WHAT YOU SHOULD DO:
Please rewrite the records from the line containing "One point goes on every instance of the dirt" through the end, replacing "curved claw" with "hooked talon" and leaving everything else unchanged.

[start]

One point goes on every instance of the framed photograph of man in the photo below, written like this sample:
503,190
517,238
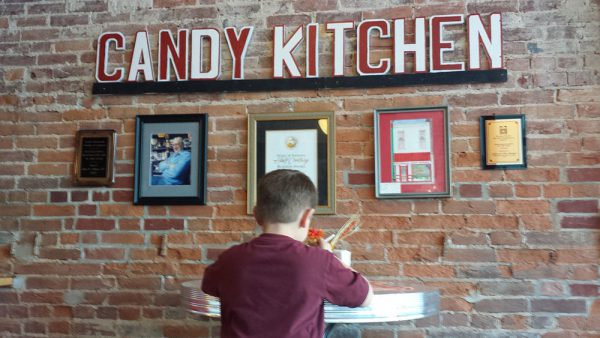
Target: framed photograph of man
503,142
170,159
300,141
411,153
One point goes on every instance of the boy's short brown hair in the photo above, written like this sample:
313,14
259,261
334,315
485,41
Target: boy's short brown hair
282,195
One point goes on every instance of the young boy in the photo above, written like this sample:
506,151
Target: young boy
274,285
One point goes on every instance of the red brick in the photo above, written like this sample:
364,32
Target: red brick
53,210
528,191
188,330
468,207
92,283
105,253
577,95
428,271
470,190
87,210
524,255
523,207
558,305
527,97
470,255
585,290
583,175
501,305
58,253
163,224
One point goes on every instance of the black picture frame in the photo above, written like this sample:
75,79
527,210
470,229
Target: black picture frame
316,127
95,153
170,159
412,153
503,142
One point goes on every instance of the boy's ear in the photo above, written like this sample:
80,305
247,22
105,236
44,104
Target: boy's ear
306,217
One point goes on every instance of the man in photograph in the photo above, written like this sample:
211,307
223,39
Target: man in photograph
175,170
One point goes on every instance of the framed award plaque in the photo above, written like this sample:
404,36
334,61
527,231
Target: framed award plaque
300,141
411,153
95,157
503,142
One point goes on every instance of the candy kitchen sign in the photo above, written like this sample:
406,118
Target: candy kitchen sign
189,60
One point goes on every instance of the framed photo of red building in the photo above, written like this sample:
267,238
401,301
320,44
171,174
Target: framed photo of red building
411,153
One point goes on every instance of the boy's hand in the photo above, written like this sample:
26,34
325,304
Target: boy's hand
325,245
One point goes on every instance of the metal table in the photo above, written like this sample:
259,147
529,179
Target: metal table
393,301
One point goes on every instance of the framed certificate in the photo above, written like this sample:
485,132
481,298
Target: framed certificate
95,157
411,153
170,159
304,142
503,142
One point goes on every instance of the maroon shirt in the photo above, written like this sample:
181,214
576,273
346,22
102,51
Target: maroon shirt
274,286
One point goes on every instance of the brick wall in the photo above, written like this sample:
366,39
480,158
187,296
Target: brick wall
515,253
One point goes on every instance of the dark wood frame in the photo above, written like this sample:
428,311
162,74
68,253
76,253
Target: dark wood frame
258,124
522,140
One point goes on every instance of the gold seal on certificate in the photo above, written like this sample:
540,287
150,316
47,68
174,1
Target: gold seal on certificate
503,142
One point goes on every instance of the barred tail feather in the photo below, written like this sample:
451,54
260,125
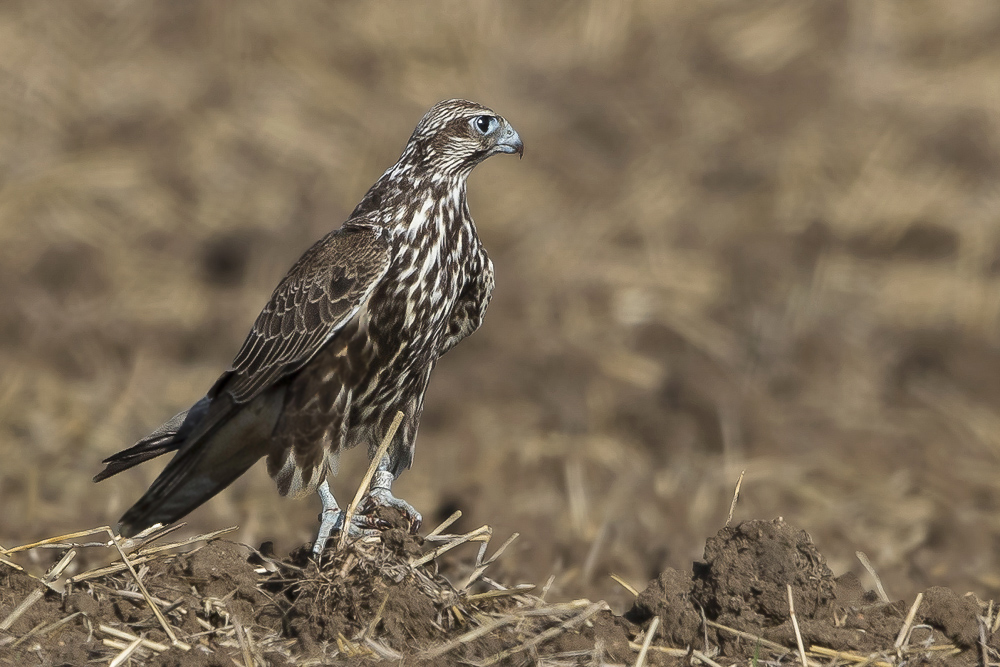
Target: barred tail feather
228,441
162,440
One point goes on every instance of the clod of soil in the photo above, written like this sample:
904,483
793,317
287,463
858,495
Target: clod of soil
380,599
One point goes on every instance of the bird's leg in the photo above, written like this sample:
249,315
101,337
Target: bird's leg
331,520
380,495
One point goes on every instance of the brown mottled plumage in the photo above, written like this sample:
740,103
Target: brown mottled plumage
349,337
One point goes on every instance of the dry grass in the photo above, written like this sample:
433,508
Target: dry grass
757,237
501,625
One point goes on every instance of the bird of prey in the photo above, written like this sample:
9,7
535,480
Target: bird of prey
348,338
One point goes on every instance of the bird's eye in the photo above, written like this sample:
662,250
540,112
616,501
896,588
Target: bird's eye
484,124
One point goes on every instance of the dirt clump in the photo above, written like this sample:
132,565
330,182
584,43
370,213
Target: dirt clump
741,586
383,598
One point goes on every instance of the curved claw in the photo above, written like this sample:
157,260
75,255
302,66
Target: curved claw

[end]

RESPONSE TO THE TASK:
One point goes on every instance of the dirt clump in the photo above, written like this sample:
132,565
330,182
584,43
370,213
Target: dirt clump
741,586
383,598
One point goes on every instance of the hooked talon in the photo above, written like this sample:
157,260
75,255
302,66
Target: hooked talon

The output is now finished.